ЦИТИРУЕМЫЙ ФРАГМЕНТ:
^^^^^^^^^^^^^^^^

Нескромный рассказ об эффективности и компетентнос

Нескромный рассказ об эффективности и компетентности.

Вопросы эти, я имею в виду вопросы эффективности и компетентности, начали интересовать меня ещё в раннем детстве. Уже тогда, будучи ещё в детском саду,
 я заметил, что не все дети, а лучше будет сказать люди, равны. Кто-то более проворен, кто-то более умён, а кое-то и более хитёр. Правда, в этом возрасте разница не столь велика, как позже, когда нас начали оценивать в баллах, создавая лютую ненависть к цифрам 1 и 2, и большую любовь к 4 и 5.  Разница в детсадовском возрасте выражалась лишь в том, что кто-то мог не падать с санок, катясь с горки, а кто-то нет.

Зато в сравнении со взрослыми эта разница казалась гигантской и почти непреодолимой. В память мне врезался момент, когда наша воспитательница, по сути молодая девушка, учила нас рисовать. На стол была поставлена маленькая детская табуретка, а на неё небольшая матрёшка - модель. Матрёшка была расписана в голубых тонах, с ярко-розовым румянцем на круглых щеках.

Воспитательница раздала всем примитивные акварельные краски, бумагу и карандаши, чтобы мы могли что-то изобразить. Это был мой первый в жизни урок. Родители, страстно желающие видеть своих детей великими, с детства дают им возможность играть с различными инструметами и материалами, чтобы в будущем они не боялись их использовать. Мои родители не были такими. Их больше занимала собственная карьера, и они считали, что нас с братом должны учить в детсаду и школе.

^^^^^^^^^^^^^^^^

НАБОР ДАННЫХ:
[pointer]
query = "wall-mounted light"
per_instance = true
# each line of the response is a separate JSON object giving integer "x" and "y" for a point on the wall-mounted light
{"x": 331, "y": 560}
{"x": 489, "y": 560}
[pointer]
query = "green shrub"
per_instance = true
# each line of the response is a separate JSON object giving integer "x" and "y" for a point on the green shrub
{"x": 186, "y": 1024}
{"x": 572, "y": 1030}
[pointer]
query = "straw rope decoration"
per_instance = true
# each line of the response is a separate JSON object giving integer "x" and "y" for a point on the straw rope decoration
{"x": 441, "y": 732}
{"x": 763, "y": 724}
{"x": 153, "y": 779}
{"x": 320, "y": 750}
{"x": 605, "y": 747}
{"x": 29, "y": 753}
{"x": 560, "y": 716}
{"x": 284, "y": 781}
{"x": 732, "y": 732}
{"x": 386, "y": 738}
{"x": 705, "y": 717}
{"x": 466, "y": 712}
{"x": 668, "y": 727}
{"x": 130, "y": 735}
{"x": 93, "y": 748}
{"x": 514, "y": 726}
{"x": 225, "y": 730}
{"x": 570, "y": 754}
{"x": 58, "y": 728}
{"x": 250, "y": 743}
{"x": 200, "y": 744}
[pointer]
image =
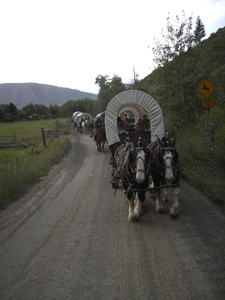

^^^^^^^^^^^^^^^^

ЗАДАНИЯ:
a – Переведите на английский язык следующее предложение из рассказа об эффективности и компетентности: «Это был мой первый в жизни урок.»
b – Ответьте на вопросы по рассказу об эффективности и компетентности:
(i) В каких тонах была расписана матрёшка?
(ii) Что воспитательница раздала детям?
(iii) Где, по мнению родителей рассказчика, должны были учить его и брата?
c – Воспроизведите точный отрывок из рассказа об эффективности и компетентности, начиная со слов «Воспитательница раздала всем» и заканчивая словами «детсаду и школе.».

ОТВЕТЫ ПО ЗАДАНИЯМ:
a – It was the first lesson of my life.

b –
(i) В голубых тонах.
(ii) Примитивные акварельные краски, бумагу и карандаши.
(iii) В детсаду и школе.

c –
Воспитательница раздала всем примитивные акварельные краски, бумагу и карандаши, чтобы мы могли что-то изобразить. Это был мой первый в жизни урок. Родители, страстно желающие видеть своих детей великими, с детства дают им возможность играть с различными инструметами и материалами, чтобы в будущем они не боялись их использовать. Мои родители не были такими. Их больше занимала собственная карьера, и они считали, что нас с братом должны учить в детсаду и школе.